Print the following material line for line, changing no character.

Information supplied:
▽

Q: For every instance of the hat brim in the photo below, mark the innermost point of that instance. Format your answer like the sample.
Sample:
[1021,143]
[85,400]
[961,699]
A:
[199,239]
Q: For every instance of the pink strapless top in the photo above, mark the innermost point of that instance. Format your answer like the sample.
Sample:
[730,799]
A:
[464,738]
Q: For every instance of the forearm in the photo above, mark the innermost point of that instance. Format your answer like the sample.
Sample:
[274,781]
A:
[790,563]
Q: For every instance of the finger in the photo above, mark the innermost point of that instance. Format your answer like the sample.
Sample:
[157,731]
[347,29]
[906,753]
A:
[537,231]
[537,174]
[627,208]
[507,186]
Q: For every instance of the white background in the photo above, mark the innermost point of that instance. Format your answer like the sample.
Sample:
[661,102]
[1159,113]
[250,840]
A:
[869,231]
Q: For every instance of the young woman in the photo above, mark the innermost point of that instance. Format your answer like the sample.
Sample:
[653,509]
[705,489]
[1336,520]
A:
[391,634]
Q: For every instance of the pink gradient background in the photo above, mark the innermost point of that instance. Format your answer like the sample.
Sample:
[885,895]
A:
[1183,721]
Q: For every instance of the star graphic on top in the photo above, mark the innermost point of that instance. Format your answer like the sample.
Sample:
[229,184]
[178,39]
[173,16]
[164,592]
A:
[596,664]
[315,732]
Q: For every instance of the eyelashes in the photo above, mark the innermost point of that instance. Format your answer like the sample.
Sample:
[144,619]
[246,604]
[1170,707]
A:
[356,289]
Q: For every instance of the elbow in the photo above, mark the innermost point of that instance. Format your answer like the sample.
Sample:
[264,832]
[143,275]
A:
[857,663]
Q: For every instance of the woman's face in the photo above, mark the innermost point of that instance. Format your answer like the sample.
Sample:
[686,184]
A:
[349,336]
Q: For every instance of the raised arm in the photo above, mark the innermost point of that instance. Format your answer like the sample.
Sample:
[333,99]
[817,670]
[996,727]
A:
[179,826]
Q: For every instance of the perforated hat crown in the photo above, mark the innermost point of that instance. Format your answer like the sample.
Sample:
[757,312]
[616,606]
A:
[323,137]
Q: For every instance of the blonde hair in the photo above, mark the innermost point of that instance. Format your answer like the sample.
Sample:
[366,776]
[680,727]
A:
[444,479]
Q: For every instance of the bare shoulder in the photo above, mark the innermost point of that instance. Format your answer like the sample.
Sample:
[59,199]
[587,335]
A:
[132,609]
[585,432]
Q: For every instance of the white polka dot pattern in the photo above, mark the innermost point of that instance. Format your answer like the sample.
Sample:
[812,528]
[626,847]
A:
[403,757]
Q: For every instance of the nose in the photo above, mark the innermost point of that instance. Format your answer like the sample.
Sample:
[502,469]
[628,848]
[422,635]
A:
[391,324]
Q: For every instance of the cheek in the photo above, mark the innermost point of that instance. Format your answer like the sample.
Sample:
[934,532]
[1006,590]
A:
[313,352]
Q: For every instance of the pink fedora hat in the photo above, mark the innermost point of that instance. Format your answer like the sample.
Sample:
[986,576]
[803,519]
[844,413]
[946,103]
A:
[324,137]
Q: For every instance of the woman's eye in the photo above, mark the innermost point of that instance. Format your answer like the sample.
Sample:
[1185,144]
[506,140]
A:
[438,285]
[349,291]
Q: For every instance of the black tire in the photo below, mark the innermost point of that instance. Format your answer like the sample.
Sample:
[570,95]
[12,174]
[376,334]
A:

△

Result:
Q: For every instance of the hat brim in the photo below, mark the innermost point of that instance. Format your answer like the sample.
Sample:
[1021,143]
[85,400]
[961,699]
A:
[199,239]
Q: For every instance of the pink strapless top in the photo above, mark the innermost point of that instance. Format your answer like the sample.
Sample:
[730,799]
A:
[464,738]
Q: For every instance of the forearm in the photo above, mark the innermost point of that instance. Format your answer like the sample.
Sample:
[274,781]
A:
[790,563]
Q: For every instance of the finger in the photo above, mark the innermost point of that instance. Format your answer like the sample.
Sample:
[157,731]
[347,29]
[906,753]
A:
[537,231]
[537,174]
[627,208]
[507,186]
Q: For every instance of the white background in the photo above, mark the innermost point of that instance. Format your answer like the sample.
Sample:
[661,102]
[1159,113]
[250,840]
A:
[869,231]
Q: For every instance of the young woman in the photo above, mark the innermost point of that instance. Format your answer like the sample.
Sample:
[653,509]
[705,489]
[1336,520]
A:
[391,634]
Q: For every instance of the pink gradient background in the photo above, mark the innermost point of that instance. Format your answer like the sample.
Sample:
[885,895]
A:
[1183,721]
Q: For every instance of the star graphic on top in the photo above, mark the innermost point of that instance. Format your answer like the sample.
Sample:
[229,184]
[178,39]
[173,16]
[164,592]
A:
[596,664]
[315,732]
Q: For every instance of the eyelashes in the photo above, mark the innermost point of that instance. Format your answer like the sample.
Sample:
[144,619]
[246,604]
[1170,707]
A:
[356,289]
Q: For every instance of the elbow in the photo above, mark the innermost point of that instance. Format your answer like the sample.
Sample:
[264,832]
[143,275]
A:
[857,663]
Q: For every instance of the woman's face in the photo above, mark the innermost point of that instance. Format your answer like the sample.
Sample:
[686,184]
A:
[349,336]
Q: For every instance of the raised arm in the photo above, mark the innermost point of that instance. Format your answer like the sample.
Sample:
[333,99]
[817,670]
[996,727]
A:
[179,826]
Q: For every instance of the perforated hat crown in the photo above, mark the innermost point of that instance. Format your answer like the sample.
Sample:
[757,312]
[616,606]
A:
[323,137]
Q: For every instance of the blonde hair in the photo above, mark the innermost point of that instance. Format your answer like the sample.
Sample:
[366,776]
[680,727]
A:
[444,479]
Q: For every instance of the bare shoulder in the photo above, mark the innermost point of that instance. Format your answer like the sample.
Sample:
[59,199]
[587,335]
A:
[132,609]
[585,432]
Q: For every instance of the white polka dot pattern in the photo above, mark the innermost point of that instance. Format your answer like the sample.
Sample:
[812,528]
[626,847]
A:
[403,757]
Q: For every instance of the nose in the photo above, mark the innermost point of that instance. Format your answer like the sample.
Sample:
[502,469]
[628,848]
[422,635]
A:
[391,324]
Q: For every instance of the cheek in the photo above, mark the innermost point of that instance. Format your answer like the sample.
Sample:
[934,532]
[1006,590]
A:
[313,352]
Q: For every instance of the pink fedora hat in the photo above, mark the innermost point of that instance. Format your answer like the sample.
Sample:
[986,576]
[803,519]
[844,413]
[946,103]
A:
[324,137]
Q: For every instance of the woman's eye in the photo above, mark the innermost point of that instance. Format your answer like the sample.
Sample:
[1185,144]
[506,140]
A:
[438,285]
[349,291]
Q: For every instance of the black tire in the photo below, mark the innermost point of that instance. Format your answer like the sample.
Sample:
[570,95]
[12,174]
[376,334]
A:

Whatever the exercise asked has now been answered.